O fim do privilégio exorbitante dos Estados Unidos
Jurassic
World Dominion (2022) - Isabella Sermon
Desde o
seu regresso ao cargo, o Presidente dos EUA, Donald Trump, tem vindo a destruir
sistematicamente a confiança dos mercados no dólar e na economia
norte-americana. Se, como parece provável, continuar a ignorar os seus alertas,
os Estados Unidos deverão preparar-se para uma crise do dólar e do mercado
obrigacionista antes das eleições intercalares do próximo ano
Quando era ministro das Finanças francês, na década de 1960,
o antigo presidente francês Valéry Giscard
d'Estaing queixou-se, numa frase
célebre, do "privilégio
exorbitante" que a posição do dólar como principal moeda de reserva
mundial conferia aos Estados Unidos. Isto significava,
essencialmente, que os EUA podiam contrair empréstimos a juros baixos, incorrer
em défices comerciais persistentemente elevados e imprimir dinheiro para
financiar os seus défices orçamentais. Nunca poderia imaginar que os EUA acabariam
por deixar escapar essas vantagens por entre os dedos.
Desde o seu regresso à Casa Branca em janeiro, o presidente
dos EUA, Donald Trump, tem vindo a destruir sistematicamente a confiança no
dólar, tanto nos mercados financeiros globais como entre governos e bancos
centrais. Para começar, Trump colocou as finanças públicas norte-americanas num
rumo ainda mais insustentável do que aquele em que já se encontravam antes de
assumir o cargo.
§
_DESAFIO 1_
Resuma em duas frases o texto acima sobre o privilégio exorbitante dos Estados Unidos.
_DESAFIO 2_
Reproduza o trecho do texto sobre o privilégio exorbitante dos Estados Unidos que vai de "Desde o seu" a "assumir o cargo.".

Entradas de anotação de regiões
§
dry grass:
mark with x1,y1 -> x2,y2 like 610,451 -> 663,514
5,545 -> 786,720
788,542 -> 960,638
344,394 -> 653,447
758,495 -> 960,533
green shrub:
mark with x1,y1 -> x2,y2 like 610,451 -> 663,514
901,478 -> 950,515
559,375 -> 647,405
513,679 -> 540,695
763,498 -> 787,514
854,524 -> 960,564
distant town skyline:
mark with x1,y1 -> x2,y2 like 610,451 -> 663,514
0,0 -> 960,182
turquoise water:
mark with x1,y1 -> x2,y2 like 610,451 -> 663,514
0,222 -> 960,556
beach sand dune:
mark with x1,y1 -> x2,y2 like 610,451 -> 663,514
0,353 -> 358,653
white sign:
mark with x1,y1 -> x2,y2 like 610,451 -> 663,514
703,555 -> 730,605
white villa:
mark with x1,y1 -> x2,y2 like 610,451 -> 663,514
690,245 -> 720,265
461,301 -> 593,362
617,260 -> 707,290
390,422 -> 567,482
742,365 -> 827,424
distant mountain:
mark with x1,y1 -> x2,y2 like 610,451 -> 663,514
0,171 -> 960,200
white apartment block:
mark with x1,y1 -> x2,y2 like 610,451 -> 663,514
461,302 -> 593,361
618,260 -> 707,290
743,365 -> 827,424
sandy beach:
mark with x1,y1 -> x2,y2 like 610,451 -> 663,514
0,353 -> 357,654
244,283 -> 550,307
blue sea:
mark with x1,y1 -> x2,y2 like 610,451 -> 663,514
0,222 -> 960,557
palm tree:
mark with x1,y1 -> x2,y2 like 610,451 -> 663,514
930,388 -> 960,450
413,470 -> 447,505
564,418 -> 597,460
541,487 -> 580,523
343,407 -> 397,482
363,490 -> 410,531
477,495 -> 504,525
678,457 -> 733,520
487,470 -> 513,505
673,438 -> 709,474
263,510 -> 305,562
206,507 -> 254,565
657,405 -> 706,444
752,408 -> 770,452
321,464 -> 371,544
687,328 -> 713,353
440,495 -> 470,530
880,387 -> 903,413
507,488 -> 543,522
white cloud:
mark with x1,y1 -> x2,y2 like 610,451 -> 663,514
§
_RESOLUÇÃO DA TAREFA 1_
Na década de 1960, quando era ministro das Finanças francês, Valéry Giscard d'Estaing queixou-se do "privilégio exorbitante" que a posição do dólar como principal moeda de reserva mundial conferia aos Estados Unidos: contrair empréstimos a juros baixos, ter défices comerciais persistentemente elevados e imprimir dinheiro para financiar os défices orçamentais. Desde o regresso à Casa Branca em janeiro, Donald Trump tem vindo a destruir sistematicamente a confiança no dólar, e, se continuar a ignorar os alertas, como parece provável, os Estados Unidos deverão preparar-se para uma crise do dólar e do mercado obrigacionista antes das eleições intercalares do próximo ano.

_RESOLUÇÃO DA TAREFA 2_
Desde o seu regresso à Casa Branca em janeiro, o presidente
dos EUA, Donald Trump, tem vindo a destruir sistematicamente a confiança no
dólar, tanto nos mercados financeiros globais como entre governos e bancos
centrais. Para começar, Trump colocou as finanças públicas norte-americanas num
rumo ainda mais insustentável do que aquele em que já se encontravam antes de
assumir o cargo.